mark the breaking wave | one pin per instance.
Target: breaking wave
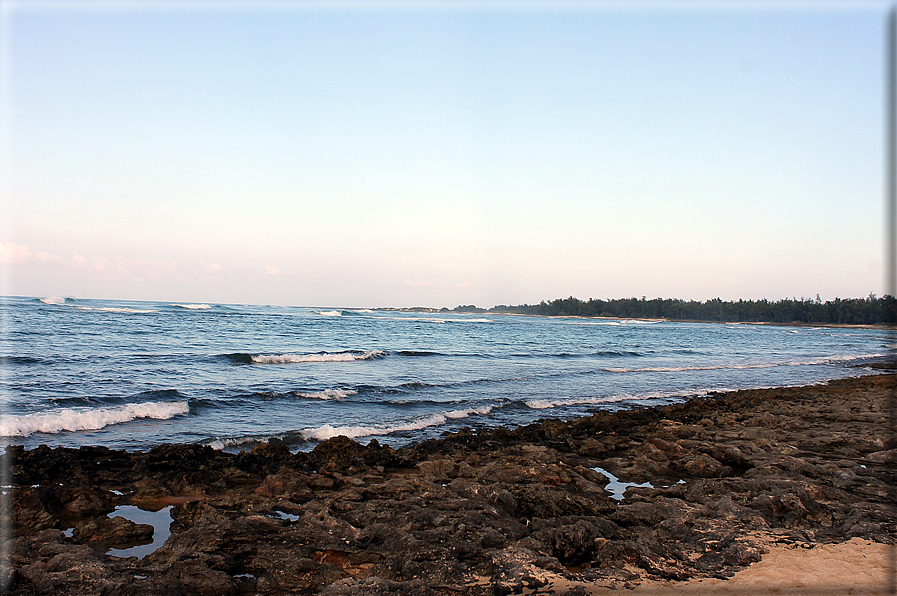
...
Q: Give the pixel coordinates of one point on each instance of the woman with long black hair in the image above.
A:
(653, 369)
---
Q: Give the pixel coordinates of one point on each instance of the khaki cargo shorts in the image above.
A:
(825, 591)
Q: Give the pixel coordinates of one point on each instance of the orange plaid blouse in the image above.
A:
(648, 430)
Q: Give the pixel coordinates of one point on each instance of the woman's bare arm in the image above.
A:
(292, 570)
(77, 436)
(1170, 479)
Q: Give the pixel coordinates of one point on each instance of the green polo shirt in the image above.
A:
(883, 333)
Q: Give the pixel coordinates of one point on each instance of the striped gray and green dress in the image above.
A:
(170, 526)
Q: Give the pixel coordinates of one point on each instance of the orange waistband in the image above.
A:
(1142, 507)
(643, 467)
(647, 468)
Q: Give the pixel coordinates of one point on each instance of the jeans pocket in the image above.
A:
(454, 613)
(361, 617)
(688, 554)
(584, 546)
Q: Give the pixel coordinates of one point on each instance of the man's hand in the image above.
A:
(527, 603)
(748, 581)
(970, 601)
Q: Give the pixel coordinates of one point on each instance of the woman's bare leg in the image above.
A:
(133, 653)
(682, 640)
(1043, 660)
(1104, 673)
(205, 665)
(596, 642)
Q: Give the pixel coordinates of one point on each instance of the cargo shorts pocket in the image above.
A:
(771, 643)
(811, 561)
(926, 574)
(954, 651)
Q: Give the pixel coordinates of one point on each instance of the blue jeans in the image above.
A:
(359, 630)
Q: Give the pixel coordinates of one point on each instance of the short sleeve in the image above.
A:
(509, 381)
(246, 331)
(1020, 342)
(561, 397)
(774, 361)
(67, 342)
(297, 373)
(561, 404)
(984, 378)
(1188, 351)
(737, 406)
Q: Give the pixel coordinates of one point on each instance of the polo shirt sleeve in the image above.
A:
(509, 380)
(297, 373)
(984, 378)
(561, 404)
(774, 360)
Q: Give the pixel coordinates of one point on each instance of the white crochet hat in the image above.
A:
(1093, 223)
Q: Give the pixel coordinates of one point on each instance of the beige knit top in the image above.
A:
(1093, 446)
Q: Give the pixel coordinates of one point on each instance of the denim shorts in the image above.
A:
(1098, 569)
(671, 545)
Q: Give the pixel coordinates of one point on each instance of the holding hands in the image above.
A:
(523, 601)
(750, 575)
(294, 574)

- What is being asked: Only the lines above starting with the one with "mark the breaking" and going through the one with "Target: breaking wave" are to be copied, word for word and with both ends kept.

- Response:
mark the breaking wave | one pin per instance.
Target: breaking wave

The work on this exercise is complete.